• Consignes
- A) Reproduisez mot pour mot l'intégralité de la lettre à la princesse donnée ci-dessous.
- B) Renvoyez toutes les lignes des entrées où figure le mot « part ».

Lettres à la princesse/Lettre213

Lettres à la princesse, Texte établi par Jules TroubatMichel Lévy frères, éditeurs (p. 287-290).


CCXIII

Ce 9 juillet.
Princesse,

Je suis bien sensible à ce bon intérêt. On a voulu, en effet, me donner des tracas, et j’ai eu une vraie peine pour cette affaire de l’École normale, en ayant été comme l’occasion directe[1].

L’inconcevable faiblesse de… et la roideur non moins incroyable de… ont dès l’abord brouillé une affaire qui devait se terminer à l’intérieur. — L’absence du ministre a failli mettre les choses au pire. J’espère que tout est réparé depuis hier soir et que cela finira par l’éloignement temporaire d’un très-bon élève qui n’est pas plus coupable que les autres et qui rentrera après une courte éclipse.

Quant au cartel Lacaze-Heeckeren, c’est une chose que j’ai dû mener à ma manière ; au fond, j’y vois du ridicule et un peu d’odieux. J’espère que l’opinion est pour moi, si j’en crois le battement du pouls qui se fait vivement sentir.

• Données fournies
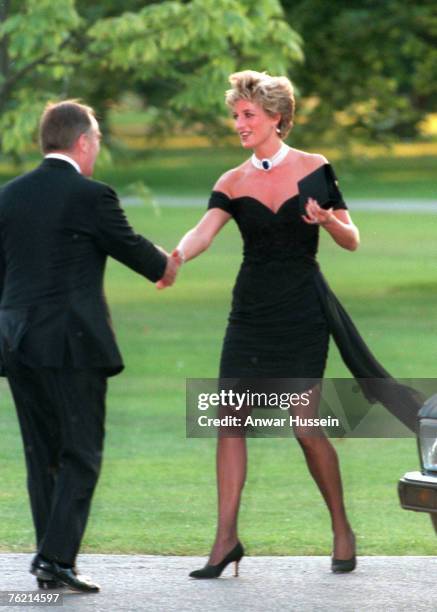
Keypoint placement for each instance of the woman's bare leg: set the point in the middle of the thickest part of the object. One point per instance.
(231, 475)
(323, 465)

--

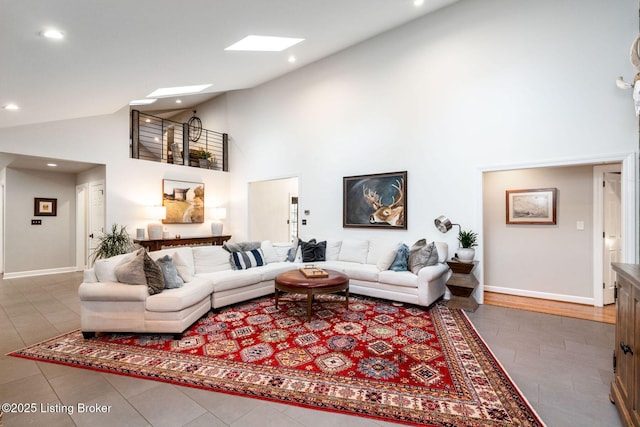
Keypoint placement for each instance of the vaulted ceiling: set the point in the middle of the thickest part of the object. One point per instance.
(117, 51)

• Réponses
- A)
Lettres à la princesse/Lettre213

Lettres à la princesse, Texte établi par Jules TroubatMichel Lévy frères, éditeurs (p. 287-290).


CCXIII

Ce 9 juillet.
Princesse,

Je suis bien sensible à ce bon intérêt. On a voulu, en effet, me donner des tracas, et j’ai eu une vraie peine pour cette affaire de l’École normale, en ayant été comme l’occasion directe[1].

L’inconcevable faiblesse de… et la roideur non moins incroyable de… ont dès l’abord brouillé une affaire qui devait se terminer à l’intérieur. — L’absence du ministre a failli mettre les choses au pire. J’espère que tout est réparé depuis hier soir et que cela finira par l’éloignement temporaire d’un très-bon élève qui n’est pas plus coupable que les autres et qui rentrera après une courte éclipse.

Quant au cartel Lacaze-Heeckeren, c’est une chose que j’ai dû mener à ma manière ; au fond, j’y vois du ridicule et un peu d’odieux. J’espère que l’opinion est pour moi, si j’en crois le battement du pouls qui se fait vivement sentir.

- B)
Keypoint placement for each instance of the woman's bare leg: set the point in the middle of the thickest part of the object. One point per instance.
Keypoint placement for each instance of the vaulted ceiling: set the point in the middle of the thickest part of the object. One point per instance.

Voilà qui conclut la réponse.